• GIVEN REQUEST
From the listing below, copy each line that contains the string "neck". Uppercase and lowercase must match.

####################

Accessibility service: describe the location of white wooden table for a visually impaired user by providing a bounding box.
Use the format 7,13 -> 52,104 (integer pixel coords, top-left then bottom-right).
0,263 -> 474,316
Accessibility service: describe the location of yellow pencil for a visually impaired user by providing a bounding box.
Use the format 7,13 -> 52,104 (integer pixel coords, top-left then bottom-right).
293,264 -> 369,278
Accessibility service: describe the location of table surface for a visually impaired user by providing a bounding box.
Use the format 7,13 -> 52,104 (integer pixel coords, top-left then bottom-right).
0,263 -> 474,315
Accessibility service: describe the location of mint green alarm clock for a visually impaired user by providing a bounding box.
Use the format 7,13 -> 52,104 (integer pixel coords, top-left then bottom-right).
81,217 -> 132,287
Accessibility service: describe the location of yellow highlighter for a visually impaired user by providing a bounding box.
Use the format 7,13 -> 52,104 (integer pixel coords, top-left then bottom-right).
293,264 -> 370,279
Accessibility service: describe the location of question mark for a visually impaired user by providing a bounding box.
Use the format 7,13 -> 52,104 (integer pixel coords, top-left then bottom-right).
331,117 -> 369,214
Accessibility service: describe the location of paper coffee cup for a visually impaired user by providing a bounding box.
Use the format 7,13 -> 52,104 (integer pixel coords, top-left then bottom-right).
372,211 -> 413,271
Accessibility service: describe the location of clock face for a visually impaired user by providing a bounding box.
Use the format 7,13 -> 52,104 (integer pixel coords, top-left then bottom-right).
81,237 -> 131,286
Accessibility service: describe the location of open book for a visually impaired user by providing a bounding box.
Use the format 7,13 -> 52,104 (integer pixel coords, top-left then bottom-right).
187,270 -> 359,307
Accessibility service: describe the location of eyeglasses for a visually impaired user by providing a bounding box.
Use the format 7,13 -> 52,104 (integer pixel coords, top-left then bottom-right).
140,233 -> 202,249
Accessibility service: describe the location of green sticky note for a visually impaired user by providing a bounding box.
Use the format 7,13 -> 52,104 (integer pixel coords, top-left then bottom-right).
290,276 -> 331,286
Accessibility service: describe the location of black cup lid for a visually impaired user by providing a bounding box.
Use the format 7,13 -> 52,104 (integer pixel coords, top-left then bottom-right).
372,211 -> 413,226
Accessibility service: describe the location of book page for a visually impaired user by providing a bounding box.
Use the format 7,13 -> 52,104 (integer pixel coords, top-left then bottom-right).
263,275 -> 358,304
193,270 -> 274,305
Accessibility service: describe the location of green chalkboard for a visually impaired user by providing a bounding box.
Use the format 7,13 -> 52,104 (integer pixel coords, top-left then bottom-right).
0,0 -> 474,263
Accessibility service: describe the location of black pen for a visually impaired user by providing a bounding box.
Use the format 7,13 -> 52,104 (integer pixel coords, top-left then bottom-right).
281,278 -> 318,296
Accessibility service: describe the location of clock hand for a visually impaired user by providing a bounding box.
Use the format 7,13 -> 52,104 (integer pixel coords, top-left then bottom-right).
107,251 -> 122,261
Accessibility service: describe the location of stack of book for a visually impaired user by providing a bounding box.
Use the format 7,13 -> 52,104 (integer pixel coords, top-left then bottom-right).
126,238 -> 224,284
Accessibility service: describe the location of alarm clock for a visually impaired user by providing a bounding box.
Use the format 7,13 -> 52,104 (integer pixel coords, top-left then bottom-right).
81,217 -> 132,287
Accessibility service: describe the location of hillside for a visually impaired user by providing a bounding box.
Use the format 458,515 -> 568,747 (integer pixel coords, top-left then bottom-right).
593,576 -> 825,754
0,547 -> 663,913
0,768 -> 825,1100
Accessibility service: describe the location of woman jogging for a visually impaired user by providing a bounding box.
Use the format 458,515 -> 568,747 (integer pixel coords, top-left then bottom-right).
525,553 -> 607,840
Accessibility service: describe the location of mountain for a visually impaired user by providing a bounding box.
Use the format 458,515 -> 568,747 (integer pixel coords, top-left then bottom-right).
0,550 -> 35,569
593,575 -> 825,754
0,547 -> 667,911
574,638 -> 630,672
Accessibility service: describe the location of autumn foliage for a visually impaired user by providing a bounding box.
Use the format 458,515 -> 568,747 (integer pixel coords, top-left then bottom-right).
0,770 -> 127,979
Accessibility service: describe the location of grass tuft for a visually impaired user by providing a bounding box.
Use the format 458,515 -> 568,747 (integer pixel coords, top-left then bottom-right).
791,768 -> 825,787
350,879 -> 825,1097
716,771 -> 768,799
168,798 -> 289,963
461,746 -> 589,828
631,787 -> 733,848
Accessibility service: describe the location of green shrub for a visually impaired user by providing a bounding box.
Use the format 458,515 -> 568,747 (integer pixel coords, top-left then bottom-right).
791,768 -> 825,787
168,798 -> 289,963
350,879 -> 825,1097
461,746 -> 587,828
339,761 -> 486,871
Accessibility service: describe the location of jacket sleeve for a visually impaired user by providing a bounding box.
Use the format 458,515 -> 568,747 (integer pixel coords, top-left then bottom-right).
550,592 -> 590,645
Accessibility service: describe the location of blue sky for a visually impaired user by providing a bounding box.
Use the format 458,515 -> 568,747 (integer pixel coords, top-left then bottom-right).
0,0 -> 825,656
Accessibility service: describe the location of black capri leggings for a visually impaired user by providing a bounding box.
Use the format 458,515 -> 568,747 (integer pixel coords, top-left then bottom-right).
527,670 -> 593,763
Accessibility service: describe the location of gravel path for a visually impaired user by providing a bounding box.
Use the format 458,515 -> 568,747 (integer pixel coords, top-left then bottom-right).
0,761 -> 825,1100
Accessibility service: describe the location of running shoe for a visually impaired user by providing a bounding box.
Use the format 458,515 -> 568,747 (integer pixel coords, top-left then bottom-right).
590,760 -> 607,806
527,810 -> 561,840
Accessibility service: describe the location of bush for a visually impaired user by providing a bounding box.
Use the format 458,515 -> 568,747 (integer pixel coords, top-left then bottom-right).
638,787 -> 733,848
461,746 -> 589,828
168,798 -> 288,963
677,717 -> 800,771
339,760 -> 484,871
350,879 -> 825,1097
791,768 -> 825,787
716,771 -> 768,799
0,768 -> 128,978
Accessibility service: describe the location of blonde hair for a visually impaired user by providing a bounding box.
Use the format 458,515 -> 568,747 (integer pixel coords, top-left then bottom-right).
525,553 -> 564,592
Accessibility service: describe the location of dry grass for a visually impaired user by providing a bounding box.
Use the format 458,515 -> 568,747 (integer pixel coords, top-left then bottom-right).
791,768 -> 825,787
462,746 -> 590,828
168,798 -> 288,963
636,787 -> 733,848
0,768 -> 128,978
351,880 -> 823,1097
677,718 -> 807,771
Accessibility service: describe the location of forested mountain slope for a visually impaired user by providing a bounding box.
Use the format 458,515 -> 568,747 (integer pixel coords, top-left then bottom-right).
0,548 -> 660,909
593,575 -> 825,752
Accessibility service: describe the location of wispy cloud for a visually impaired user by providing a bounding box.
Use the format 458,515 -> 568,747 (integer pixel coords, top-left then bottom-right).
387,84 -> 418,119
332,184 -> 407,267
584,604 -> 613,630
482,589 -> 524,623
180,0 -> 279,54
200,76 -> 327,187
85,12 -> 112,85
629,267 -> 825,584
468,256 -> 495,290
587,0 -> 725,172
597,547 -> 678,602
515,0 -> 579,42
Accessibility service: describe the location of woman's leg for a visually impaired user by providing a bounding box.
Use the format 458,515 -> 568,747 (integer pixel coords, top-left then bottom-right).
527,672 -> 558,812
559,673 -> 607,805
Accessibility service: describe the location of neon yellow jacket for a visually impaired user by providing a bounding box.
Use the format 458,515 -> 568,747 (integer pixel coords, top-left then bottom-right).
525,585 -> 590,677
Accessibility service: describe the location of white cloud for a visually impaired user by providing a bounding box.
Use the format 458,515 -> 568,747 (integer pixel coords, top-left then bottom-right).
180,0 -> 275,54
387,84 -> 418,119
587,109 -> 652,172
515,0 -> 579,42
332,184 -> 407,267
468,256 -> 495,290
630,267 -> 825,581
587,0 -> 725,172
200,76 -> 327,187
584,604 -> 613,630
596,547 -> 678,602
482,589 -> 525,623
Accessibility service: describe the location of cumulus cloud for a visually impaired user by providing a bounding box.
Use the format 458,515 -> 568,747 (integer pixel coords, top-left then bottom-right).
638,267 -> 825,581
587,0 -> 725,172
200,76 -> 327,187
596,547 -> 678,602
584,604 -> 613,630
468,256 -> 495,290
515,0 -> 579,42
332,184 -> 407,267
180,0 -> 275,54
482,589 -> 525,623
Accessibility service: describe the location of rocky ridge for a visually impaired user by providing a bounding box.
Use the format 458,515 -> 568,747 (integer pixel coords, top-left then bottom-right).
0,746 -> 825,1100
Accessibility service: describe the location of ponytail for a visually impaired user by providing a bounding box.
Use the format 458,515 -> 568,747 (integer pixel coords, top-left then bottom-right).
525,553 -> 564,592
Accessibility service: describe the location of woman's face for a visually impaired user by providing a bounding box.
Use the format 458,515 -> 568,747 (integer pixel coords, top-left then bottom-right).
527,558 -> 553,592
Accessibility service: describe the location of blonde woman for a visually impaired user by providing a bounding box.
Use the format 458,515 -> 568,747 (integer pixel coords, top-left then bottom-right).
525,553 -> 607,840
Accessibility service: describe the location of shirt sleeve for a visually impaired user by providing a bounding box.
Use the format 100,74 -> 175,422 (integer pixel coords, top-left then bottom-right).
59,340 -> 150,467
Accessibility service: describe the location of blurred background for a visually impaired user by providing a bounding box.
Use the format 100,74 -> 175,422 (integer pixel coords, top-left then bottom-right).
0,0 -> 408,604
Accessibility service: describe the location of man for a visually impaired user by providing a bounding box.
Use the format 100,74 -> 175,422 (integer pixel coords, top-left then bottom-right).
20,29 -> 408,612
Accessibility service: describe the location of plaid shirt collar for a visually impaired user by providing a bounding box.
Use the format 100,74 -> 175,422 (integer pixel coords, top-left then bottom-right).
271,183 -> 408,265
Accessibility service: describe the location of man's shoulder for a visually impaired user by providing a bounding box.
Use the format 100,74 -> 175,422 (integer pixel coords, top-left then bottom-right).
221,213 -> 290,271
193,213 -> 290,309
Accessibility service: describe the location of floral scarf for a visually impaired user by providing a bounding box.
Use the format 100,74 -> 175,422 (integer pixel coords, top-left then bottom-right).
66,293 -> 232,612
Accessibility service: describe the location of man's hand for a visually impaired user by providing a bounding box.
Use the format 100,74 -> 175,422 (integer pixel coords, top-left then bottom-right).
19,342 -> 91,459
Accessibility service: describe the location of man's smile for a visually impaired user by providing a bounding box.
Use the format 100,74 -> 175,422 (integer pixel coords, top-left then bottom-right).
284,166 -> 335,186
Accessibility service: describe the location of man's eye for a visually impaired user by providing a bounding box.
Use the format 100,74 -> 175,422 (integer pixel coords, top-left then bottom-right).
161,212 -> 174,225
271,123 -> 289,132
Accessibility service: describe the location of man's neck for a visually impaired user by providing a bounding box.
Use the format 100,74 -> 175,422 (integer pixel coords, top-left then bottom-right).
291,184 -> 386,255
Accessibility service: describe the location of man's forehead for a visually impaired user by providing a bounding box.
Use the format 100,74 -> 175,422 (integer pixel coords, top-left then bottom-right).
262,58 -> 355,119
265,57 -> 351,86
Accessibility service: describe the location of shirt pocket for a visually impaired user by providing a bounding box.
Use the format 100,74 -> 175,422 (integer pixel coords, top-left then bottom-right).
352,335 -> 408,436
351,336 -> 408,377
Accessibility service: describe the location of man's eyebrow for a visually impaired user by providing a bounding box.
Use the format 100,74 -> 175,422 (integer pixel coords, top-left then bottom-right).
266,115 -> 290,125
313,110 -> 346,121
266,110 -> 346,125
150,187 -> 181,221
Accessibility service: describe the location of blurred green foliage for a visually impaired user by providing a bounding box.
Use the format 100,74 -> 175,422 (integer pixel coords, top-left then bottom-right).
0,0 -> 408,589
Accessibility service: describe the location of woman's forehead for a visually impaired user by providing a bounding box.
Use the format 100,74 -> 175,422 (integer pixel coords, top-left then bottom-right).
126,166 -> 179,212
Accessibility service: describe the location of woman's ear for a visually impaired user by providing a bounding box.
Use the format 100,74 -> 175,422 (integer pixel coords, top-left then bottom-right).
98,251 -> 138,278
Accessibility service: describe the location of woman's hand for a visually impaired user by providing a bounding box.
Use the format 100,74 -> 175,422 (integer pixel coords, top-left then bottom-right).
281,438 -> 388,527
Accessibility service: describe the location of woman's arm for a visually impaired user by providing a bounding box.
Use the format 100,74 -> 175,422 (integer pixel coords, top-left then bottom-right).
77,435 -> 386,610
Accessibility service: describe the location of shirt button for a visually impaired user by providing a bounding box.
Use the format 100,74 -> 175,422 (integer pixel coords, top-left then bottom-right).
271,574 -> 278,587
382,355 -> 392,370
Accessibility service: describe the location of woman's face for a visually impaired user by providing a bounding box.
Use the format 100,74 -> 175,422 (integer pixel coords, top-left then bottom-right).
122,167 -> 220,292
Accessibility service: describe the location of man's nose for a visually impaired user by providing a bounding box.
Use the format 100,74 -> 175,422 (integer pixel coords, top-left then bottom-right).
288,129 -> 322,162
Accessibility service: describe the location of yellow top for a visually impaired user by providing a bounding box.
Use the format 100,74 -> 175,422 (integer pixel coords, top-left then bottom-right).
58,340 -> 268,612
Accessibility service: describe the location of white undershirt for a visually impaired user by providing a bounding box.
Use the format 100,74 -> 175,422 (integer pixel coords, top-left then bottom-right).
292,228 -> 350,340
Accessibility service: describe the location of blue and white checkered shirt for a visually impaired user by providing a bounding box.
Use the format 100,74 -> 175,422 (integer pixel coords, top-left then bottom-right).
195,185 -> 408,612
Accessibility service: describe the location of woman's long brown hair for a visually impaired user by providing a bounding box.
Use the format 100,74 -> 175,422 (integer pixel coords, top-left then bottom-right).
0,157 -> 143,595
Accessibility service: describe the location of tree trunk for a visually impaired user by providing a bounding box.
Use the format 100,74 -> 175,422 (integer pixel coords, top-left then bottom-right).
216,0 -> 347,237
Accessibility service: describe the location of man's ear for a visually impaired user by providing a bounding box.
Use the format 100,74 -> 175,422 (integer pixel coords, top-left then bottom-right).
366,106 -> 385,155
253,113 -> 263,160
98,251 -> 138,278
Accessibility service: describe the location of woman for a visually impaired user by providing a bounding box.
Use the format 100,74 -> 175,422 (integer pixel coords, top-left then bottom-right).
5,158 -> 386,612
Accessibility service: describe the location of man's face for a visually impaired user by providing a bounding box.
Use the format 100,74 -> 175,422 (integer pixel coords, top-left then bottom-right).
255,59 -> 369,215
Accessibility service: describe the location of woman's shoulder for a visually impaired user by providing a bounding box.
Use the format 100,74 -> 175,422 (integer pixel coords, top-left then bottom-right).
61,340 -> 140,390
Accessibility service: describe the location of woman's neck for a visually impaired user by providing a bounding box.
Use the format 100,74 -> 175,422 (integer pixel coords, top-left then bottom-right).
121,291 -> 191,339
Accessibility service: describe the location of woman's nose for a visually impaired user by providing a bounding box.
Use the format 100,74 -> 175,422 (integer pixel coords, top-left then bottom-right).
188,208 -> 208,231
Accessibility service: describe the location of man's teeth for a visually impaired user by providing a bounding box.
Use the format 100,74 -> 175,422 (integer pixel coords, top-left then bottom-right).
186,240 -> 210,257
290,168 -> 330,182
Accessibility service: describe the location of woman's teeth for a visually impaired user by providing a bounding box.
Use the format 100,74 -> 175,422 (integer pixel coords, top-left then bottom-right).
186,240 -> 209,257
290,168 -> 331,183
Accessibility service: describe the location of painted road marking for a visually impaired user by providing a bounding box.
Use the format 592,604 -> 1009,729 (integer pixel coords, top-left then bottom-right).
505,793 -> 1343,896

####################

• WRITTEN ANSWER
Accessibility service: describe the location of man's neck for a visually impaired user by providing a bounding box.
Accessibility service: describe the location of woman's neck for a visually impaired user by providing a bounding box.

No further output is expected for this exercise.